Source document |
- Born: Norio Minorikawa 22 August 1944 Tokyo, Empire of Japan
- Died: 1 March 2025 (aged 80) Tokyo, Japan
- Education: Rikkyo University
- Occupation: TV presenter
- Years active: 1967–2020
- Spouse: Yasuko Minorikawa ​ ​(m. 1970; died 2012)​
- Children: 3

= Monta Mino =

Japanese television presenter (1944–2025)

Monta Mino (みの もんた, Mino Monta), born Norio Minorikawa (御法川 法男, Minorikawa Norio), was a Japanese television presenter.

Mino was recognized by the Guinness World Records as being the TV host with the most hours of live TV appearances in a week (22 hours, 15 seconds), as of April 2008. This breaks his earlier 2006 record of 21 hours, 42 minutes.

==Career==

Mino was from Setagaya in Tokyo. He graduated from Rikkyo High School and Rikkyo University. After a short stint in the conservative newspaper Sankei Shimbun, he was transferred to sister company Nippon Cultural Broadcasting in 1967, where he worked as a radio announcer reading the news, covering baseball games, and hosting the late-night program Sei! Young. The name Mino Monta originated in the opening to another NCB program he hosted, "All Japan Pop 20". He left NCB in 1979 to work at his father's company in Aichi Prefecture, but continued to read the news as a contractor for Aichi Broadcasting.

Point localization data
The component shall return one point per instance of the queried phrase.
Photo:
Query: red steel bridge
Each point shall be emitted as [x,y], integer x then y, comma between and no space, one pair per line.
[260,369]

Exercise aim | Set down the entire source document on Monta Mino word for word. The entries above stand apart from the source document and have no connection to it.

Written response |
- Born: Norio Minorikawa 22 August 1944 Tokyo, Empire of Japan
- Died: 1 March 2025 (aged 80) Tokyo, Japan
- Education: Rikkyo University
- Occupation: TV presenter
- Years active: 1967–2020
- Spouse: Yasuko Minorikawa ​ ​(m. 1970; died 2012)​
- Children: 3

= Monta Mino =

Japanese television presenter (1944–2025)

Monta Mino (みの もんた, Mino Monta), born Norio Minorikawa (御法川 法男, Minorikawa Norio), was a Japanese television presenter.

Mino was recognized by the Guinness World Records as being the TV host with the most hours of live TV appearances in a week (22 hours, 15 seconds), as of April 2008. This breaks his earlier 2006 record of 21 hours, 42 minutes.

==Career==

Mino was from Setagaya in Tokyo. He graduated from Rikkyo High School and Rikkyo University. After a short stint in the conservative newspaper Sankei Shimbun, he was transferred to sister company Nippon Cultural Broadcasting in 1967, where he worked as a radio announcer reading the news, covering baseball games, and hosting the late-night program Sei! Young. The name Mino Monta originated in the opening to another NCB program he hosted, "All Japan Pop 20". He left NCB in 1979 to work at his father's company in Aichi Prefecture, but continued to read the news as a contractor for Aichi Broadcasting.